### [Problems and tasks]
1. According to the theater review, who directed the Commonwealth Shakespeare Company staging of All's Well That Ends Well?
2. Display each line of the records that contains the word "hand".

### [Provided text]
* * * * * * * * *

Theater Review: All’s Well, I Guess — Girl Gets Boy, Boy Ditches Girl, Girl Gets Boy Back

The likable Commonwealth Shakespeare Company staging leans very heavily on the comedy in ALL’S WELL THAT ENDS WELL, minimizing the Bard’s problematic undertow. 

All’s Well That Ends Well by William Shakespeare. Directed by Steven Maler. Staged by the Commonwealth Shakespeare Company at the Boston Common, Boston, MA, through August 14. 

By Bill Marx 

Kersti Bryan (Helena) wonders where hubby Bertram is in the Commonwealth Shakespeare Company production of ALL'S WELL THAT ENDS WELL. Photo: Andrew Brilliant/ Brilliant Pictures.

New York’s Public Theatre’s outdoor Shakespeare production this summer is also the rarely performed All’s Well That Ends Well, and it is impossible not to wonder why this bitter comedy has come into mini-favor now. It could be because the Bard’s lop-sided romance anticipates the Jed Aplow film formula: the fair and intelligent Helena loves Bertram, a bratty guy who refuses to grow up and marry, preferring to make war, hunt for female conquests, and pal around with boy/men such as Parolles. The woman-as-savior angle also supplies a powerful spin on convention: Girl Gets Boy, Boy Ditches Girl, Girl Gets Boy Back.

* * * * * * * * *

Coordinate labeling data

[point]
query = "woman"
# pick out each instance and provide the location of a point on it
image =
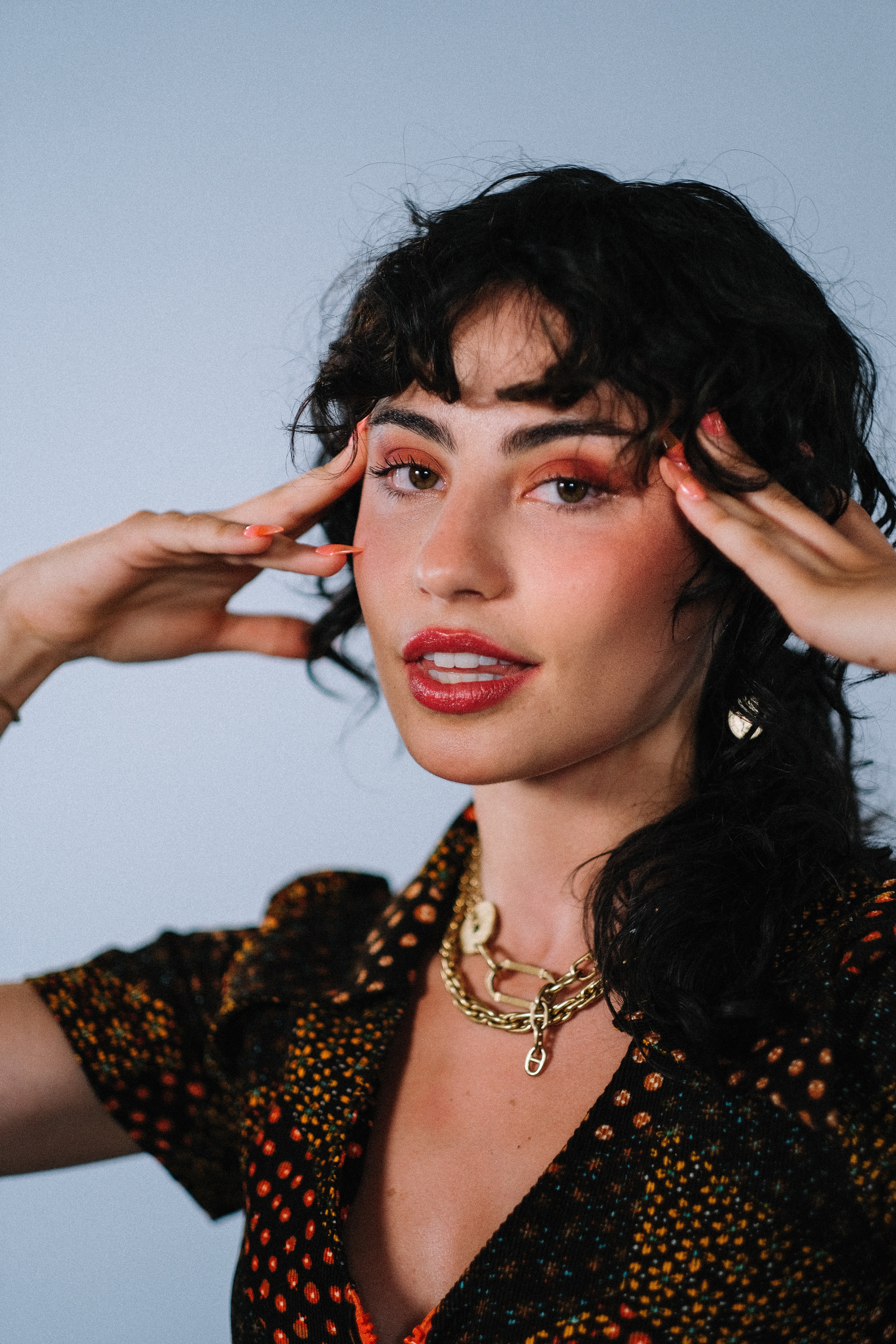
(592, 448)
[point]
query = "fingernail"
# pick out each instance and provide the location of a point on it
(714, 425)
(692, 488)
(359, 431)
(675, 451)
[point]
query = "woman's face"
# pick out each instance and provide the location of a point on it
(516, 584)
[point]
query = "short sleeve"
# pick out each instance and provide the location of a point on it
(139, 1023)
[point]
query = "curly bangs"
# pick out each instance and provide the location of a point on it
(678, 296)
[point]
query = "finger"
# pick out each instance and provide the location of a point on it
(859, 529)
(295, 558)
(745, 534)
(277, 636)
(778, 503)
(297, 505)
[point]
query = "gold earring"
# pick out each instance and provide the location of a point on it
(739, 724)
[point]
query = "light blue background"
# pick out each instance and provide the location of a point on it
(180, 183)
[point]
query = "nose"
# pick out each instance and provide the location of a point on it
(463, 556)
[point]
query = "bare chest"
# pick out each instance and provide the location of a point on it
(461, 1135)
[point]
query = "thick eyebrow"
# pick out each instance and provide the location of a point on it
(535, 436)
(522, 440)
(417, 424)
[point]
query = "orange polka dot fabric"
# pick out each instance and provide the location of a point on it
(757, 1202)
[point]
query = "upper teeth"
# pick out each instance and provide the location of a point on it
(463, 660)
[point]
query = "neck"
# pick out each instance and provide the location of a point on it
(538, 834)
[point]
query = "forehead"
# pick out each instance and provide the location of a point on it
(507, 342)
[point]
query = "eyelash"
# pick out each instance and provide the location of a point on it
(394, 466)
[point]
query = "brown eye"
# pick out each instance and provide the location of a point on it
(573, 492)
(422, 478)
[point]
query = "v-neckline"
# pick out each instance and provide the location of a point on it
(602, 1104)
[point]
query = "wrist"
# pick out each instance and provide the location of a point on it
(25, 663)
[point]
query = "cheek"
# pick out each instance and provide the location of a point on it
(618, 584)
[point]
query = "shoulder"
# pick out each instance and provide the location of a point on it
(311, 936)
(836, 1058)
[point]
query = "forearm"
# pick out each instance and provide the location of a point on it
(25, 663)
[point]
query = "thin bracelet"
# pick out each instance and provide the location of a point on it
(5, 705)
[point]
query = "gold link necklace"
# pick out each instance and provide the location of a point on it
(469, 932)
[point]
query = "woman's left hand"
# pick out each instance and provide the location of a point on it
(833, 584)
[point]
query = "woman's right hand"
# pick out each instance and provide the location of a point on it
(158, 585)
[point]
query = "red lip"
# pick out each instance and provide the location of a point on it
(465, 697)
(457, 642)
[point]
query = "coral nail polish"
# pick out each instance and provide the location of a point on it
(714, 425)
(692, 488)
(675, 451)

* * * * * * * * *

### [Answers to the exercises]
1. Steven Maler

2.
query = "woman's left hand"
query = "woman's right hand"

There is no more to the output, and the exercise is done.